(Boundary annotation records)
____________

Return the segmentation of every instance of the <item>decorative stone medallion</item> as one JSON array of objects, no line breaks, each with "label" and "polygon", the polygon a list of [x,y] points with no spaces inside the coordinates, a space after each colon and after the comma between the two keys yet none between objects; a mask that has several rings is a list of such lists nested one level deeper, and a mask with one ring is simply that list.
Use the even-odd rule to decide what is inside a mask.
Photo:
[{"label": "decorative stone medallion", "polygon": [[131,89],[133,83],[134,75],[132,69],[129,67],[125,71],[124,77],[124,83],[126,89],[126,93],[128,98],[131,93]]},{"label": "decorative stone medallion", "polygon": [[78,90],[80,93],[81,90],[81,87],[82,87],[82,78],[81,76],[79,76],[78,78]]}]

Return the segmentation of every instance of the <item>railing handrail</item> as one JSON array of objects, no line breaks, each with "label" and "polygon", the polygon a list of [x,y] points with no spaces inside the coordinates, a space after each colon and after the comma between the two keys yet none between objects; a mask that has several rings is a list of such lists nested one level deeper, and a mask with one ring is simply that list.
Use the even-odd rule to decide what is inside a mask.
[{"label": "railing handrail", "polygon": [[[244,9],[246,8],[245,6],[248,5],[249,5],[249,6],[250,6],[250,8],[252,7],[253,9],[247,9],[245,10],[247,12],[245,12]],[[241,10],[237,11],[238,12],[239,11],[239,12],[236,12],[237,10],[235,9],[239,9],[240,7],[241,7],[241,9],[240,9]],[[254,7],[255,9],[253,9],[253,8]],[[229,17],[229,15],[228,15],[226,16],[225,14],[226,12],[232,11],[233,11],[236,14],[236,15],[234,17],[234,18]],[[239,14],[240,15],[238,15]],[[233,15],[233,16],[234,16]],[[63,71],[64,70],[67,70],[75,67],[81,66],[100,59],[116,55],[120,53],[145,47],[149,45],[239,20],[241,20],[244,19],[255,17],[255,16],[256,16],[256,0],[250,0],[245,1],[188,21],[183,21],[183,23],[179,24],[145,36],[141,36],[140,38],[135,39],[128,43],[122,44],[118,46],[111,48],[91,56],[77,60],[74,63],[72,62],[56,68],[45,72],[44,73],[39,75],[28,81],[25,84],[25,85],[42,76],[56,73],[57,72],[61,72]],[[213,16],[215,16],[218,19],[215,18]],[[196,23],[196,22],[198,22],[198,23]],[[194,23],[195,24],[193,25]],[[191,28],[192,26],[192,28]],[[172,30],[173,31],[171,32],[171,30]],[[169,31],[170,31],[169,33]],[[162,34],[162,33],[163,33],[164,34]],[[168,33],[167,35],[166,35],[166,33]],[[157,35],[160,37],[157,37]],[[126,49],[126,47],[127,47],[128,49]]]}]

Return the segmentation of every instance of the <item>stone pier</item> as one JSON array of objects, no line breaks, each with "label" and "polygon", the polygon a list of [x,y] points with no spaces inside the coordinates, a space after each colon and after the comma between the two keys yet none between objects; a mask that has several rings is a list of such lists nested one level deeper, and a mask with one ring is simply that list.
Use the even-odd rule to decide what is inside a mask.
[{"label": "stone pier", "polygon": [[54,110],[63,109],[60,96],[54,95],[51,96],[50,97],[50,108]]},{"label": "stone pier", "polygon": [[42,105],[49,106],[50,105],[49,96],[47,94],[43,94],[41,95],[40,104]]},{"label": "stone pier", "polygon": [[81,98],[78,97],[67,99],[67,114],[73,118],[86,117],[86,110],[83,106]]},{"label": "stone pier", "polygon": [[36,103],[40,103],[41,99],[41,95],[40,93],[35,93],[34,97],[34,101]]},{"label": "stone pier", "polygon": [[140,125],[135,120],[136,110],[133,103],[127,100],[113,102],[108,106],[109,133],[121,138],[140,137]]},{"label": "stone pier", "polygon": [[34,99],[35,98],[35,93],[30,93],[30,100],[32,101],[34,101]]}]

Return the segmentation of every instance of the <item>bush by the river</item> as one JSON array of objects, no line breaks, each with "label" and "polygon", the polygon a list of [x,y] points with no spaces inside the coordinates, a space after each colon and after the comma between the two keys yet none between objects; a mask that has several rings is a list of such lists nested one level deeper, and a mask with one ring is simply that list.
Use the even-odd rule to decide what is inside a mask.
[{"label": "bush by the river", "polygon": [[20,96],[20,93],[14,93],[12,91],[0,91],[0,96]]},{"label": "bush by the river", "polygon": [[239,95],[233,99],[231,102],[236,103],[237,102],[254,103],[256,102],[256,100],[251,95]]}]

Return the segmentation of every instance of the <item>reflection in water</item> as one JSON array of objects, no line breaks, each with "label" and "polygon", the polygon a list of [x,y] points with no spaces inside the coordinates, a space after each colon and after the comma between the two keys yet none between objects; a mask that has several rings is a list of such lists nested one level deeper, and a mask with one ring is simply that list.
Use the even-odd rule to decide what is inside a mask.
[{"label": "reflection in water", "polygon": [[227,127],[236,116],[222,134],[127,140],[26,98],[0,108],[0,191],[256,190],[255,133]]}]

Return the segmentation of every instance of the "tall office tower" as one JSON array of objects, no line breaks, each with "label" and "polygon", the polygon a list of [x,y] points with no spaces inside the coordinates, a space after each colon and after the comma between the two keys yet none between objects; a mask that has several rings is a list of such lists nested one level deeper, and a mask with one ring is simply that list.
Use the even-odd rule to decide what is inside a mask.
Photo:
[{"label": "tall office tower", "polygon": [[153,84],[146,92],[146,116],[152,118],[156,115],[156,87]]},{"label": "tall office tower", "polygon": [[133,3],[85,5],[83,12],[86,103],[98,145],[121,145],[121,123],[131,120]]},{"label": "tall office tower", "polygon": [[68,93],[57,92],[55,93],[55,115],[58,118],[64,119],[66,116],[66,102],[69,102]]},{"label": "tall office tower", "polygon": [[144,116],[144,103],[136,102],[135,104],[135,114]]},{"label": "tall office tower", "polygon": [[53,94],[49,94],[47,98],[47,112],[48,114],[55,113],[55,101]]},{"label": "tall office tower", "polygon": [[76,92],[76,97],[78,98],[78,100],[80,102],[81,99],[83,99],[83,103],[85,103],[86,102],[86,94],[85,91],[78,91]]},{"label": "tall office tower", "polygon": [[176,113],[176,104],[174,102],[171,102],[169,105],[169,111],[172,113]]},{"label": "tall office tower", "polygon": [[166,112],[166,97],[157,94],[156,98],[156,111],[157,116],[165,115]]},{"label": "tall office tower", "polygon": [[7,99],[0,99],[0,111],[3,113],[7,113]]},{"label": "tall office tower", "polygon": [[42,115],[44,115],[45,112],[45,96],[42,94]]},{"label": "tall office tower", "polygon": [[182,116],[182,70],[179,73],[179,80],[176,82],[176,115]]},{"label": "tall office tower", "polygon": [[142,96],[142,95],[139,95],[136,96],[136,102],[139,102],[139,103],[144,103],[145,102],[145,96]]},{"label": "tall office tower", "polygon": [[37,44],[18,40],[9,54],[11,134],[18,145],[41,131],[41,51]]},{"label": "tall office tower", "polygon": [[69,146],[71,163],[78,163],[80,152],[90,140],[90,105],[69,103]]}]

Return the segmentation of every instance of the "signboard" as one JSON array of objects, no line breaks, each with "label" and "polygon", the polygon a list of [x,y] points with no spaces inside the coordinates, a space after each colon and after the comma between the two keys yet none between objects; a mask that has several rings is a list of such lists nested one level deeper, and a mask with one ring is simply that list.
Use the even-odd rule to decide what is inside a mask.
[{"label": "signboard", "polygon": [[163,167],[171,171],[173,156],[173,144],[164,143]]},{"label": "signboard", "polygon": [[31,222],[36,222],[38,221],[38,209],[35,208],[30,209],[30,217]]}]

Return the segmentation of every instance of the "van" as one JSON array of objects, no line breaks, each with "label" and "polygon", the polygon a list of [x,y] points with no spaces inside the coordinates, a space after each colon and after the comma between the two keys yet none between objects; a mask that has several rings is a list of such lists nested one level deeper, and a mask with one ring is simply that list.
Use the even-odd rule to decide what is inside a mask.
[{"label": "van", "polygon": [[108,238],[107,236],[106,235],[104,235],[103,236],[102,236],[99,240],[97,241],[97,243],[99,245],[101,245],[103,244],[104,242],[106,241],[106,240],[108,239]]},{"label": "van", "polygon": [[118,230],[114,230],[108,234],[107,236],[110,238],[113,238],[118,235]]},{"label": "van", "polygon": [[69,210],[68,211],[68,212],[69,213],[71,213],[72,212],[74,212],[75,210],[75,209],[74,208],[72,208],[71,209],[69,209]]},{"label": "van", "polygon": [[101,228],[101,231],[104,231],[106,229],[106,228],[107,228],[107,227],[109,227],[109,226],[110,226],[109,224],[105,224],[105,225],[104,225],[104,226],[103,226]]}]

____________

■ WORK REQUIRED:
Extract every line of the material above that contains the word "river", and copy each one in full.

■ TASK SOLUTION:
Return the segmentation of every instance of the <item>bush by the river</item> as one JSON array of objects, no line breaks, each with "label" and "polygon", the polygon a list of [x,y] points with no spaces inside the coordinates, a space after each colon and after the comma between the two keys yet none between objects; a mask that has several rings is a list of such lists nested one level deeper, and a mask with one ring is simply that list.
[{"label": "bush by the river", "polygon": [[20,96],[20,93],[14,93],[12,91],[0,91],[0,96]]},{"label": "bush by the river", "polygon": [[239,95],[233,99],[231,102],[236,103],[237,102],[254,103],[256,102],[256,100],[251,95]]}]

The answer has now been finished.